The data -
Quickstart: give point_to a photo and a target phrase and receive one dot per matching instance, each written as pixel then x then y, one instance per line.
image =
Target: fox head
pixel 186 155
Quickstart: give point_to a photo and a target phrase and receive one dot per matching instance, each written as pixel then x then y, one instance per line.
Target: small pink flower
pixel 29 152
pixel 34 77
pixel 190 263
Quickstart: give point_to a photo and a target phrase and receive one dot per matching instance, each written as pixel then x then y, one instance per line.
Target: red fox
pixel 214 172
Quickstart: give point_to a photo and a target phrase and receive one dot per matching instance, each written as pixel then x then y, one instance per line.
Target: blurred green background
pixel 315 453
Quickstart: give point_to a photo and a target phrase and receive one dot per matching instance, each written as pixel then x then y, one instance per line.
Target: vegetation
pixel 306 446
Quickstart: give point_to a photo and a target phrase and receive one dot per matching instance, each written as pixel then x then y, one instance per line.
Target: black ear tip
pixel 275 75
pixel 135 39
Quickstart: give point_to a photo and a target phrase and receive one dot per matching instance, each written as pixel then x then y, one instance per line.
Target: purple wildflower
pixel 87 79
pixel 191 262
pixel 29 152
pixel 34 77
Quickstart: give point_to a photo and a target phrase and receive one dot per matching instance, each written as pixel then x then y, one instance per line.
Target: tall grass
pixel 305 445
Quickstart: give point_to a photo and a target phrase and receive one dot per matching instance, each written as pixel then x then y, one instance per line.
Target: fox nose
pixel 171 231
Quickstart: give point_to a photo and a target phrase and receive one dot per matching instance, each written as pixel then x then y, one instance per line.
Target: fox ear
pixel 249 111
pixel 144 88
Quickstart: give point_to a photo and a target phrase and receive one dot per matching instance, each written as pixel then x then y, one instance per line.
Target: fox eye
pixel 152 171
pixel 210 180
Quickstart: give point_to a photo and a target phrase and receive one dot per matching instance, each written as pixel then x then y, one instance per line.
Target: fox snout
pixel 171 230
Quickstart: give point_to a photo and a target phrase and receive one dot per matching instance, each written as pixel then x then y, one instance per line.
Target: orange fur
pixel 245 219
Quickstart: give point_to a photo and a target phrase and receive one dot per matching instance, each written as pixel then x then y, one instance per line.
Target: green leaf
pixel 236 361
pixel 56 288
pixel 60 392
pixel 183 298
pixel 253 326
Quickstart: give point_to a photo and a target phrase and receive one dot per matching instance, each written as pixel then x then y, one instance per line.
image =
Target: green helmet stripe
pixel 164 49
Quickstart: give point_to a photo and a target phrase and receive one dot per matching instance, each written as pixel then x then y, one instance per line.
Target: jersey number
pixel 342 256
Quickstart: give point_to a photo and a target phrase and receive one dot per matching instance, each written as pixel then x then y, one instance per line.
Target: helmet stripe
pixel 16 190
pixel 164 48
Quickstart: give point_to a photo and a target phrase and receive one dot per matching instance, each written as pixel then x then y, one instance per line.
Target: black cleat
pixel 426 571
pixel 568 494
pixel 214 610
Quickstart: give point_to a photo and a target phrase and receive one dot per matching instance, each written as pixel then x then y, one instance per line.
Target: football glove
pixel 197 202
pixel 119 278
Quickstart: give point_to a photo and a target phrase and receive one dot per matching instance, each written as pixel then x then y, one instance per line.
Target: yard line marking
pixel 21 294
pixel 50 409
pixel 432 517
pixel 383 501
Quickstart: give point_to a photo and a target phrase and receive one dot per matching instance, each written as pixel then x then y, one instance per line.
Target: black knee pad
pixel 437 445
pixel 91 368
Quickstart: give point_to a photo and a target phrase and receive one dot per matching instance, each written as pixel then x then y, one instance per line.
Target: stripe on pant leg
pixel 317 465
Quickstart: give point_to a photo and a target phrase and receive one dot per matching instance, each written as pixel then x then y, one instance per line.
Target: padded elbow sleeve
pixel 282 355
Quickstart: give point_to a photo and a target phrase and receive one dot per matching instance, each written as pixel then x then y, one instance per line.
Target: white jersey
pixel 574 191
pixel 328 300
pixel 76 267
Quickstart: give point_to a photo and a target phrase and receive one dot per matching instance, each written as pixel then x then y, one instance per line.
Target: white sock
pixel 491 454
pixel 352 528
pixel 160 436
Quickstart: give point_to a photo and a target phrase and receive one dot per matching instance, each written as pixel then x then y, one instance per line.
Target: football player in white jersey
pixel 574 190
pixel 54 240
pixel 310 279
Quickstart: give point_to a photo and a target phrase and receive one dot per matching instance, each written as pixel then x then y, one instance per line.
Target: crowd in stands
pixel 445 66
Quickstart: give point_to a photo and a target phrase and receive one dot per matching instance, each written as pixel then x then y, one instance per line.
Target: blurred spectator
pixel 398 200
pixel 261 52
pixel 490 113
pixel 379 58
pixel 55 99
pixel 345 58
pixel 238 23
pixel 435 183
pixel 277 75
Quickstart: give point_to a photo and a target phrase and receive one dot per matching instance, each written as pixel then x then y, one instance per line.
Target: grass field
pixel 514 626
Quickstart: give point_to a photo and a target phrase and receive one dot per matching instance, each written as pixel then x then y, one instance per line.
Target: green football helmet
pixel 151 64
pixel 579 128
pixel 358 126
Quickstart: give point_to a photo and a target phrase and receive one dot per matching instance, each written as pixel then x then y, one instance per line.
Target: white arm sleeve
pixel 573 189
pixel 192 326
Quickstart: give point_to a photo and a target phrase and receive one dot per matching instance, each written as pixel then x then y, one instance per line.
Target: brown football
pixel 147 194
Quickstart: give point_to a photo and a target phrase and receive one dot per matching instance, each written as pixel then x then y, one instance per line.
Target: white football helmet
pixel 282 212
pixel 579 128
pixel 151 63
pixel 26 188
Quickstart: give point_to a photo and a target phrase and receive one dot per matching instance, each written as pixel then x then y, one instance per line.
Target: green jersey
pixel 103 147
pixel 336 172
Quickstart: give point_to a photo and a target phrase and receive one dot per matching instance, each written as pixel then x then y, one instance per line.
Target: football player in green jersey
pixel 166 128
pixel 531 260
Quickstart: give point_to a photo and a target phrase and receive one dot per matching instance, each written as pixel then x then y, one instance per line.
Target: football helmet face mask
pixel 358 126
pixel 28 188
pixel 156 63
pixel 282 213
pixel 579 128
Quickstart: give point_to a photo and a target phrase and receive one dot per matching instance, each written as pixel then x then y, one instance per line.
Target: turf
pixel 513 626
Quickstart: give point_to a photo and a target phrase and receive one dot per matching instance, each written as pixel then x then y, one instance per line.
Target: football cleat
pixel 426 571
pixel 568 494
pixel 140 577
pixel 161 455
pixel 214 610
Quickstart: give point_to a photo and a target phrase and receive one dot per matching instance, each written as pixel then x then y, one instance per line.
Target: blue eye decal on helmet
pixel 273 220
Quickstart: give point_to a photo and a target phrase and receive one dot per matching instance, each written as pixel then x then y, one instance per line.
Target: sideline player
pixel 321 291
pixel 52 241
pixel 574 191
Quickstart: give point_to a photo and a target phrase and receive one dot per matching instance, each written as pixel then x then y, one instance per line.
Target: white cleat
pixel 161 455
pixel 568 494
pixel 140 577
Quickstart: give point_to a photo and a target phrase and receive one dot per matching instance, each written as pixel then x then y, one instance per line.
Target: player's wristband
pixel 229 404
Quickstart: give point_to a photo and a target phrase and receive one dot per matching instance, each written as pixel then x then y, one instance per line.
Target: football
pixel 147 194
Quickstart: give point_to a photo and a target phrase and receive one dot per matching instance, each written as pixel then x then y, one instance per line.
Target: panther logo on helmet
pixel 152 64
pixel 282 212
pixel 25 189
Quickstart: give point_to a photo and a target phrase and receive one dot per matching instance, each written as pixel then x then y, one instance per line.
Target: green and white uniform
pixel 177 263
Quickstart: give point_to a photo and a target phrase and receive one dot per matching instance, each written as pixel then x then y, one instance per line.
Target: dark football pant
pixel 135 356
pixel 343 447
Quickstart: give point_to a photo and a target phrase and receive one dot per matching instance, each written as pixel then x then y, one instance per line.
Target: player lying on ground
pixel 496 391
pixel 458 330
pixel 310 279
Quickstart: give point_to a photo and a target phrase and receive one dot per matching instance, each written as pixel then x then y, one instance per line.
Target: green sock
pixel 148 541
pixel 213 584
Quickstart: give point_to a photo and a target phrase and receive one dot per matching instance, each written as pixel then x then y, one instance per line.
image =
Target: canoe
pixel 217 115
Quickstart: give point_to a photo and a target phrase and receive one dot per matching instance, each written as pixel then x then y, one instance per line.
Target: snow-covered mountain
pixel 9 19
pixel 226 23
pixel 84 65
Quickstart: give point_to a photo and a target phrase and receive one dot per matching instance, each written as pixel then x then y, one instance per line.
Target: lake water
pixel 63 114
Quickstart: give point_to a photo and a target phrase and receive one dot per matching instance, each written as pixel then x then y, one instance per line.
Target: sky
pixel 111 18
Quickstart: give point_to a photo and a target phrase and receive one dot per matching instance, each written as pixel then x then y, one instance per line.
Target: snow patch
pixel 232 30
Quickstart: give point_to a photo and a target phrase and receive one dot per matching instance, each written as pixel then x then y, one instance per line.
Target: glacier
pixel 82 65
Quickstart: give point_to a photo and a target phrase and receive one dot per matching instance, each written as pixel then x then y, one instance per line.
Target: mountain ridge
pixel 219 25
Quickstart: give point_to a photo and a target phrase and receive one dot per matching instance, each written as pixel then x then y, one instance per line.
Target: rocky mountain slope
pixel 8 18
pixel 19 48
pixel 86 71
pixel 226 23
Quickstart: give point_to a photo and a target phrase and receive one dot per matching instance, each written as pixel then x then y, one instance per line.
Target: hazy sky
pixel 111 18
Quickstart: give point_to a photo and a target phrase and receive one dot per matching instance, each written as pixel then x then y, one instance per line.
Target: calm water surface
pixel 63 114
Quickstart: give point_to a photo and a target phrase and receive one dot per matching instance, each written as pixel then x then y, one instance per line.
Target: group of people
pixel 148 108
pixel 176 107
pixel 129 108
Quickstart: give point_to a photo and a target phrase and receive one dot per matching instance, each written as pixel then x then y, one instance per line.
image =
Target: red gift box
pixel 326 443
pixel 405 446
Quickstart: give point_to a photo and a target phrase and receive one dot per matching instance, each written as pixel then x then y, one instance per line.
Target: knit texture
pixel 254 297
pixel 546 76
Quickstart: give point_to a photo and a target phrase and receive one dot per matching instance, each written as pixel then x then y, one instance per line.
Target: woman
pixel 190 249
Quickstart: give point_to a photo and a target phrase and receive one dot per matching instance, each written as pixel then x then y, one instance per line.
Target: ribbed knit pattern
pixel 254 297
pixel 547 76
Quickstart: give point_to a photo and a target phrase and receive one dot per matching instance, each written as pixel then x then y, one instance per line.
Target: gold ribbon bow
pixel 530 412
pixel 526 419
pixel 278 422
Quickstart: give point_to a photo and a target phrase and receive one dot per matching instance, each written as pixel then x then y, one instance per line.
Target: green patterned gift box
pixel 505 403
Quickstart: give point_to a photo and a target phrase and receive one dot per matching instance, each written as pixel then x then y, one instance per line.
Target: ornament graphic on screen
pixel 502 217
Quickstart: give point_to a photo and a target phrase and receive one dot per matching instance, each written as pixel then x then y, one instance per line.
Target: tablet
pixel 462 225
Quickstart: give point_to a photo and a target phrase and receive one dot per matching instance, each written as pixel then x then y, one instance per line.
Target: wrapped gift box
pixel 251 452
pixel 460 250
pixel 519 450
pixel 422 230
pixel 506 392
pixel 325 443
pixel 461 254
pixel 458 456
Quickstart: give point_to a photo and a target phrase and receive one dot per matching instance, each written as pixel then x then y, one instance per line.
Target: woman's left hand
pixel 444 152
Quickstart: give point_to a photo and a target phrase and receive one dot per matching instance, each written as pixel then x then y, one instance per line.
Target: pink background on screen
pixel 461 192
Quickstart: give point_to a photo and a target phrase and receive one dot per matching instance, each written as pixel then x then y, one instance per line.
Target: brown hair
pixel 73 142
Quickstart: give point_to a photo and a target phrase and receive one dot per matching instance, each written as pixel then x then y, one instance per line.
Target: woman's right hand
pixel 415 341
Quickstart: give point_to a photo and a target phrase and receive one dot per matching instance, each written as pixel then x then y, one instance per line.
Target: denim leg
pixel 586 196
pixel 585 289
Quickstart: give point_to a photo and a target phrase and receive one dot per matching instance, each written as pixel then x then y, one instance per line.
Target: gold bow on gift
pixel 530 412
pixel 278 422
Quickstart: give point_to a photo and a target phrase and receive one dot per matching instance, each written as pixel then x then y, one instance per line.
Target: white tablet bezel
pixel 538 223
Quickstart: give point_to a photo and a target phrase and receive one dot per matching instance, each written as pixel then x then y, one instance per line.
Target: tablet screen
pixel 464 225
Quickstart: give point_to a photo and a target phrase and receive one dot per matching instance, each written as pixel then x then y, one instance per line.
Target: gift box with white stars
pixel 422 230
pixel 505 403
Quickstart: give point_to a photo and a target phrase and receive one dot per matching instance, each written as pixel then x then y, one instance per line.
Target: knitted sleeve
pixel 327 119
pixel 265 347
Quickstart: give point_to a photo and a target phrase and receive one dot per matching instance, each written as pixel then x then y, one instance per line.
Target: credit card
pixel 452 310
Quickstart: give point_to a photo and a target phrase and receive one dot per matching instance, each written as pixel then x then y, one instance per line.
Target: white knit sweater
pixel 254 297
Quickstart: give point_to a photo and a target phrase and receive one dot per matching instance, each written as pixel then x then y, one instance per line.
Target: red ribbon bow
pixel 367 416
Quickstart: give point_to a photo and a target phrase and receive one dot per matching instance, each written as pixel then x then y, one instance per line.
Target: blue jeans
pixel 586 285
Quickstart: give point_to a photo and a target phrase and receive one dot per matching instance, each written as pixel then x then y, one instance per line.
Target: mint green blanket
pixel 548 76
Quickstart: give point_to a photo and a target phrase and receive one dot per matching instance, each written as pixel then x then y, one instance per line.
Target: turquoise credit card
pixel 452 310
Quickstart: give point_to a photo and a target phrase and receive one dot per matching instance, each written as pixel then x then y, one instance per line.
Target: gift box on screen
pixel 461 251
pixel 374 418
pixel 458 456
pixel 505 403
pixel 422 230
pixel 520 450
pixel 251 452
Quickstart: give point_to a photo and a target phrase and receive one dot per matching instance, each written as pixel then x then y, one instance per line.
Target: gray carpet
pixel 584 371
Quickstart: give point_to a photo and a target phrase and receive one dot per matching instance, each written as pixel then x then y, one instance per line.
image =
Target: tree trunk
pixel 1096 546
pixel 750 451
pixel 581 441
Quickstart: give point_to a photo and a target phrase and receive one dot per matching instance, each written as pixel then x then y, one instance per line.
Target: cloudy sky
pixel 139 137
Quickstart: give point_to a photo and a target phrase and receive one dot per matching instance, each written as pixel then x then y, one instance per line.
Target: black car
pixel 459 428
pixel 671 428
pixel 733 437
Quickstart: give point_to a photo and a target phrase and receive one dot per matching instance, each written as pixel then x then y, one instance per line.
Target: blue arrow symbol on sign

Problem description - Collect every line in the rows above that contains the word "pink", and copy each of those lines in full.

Written solution -
Target: small pink flower
Target: pink background on screen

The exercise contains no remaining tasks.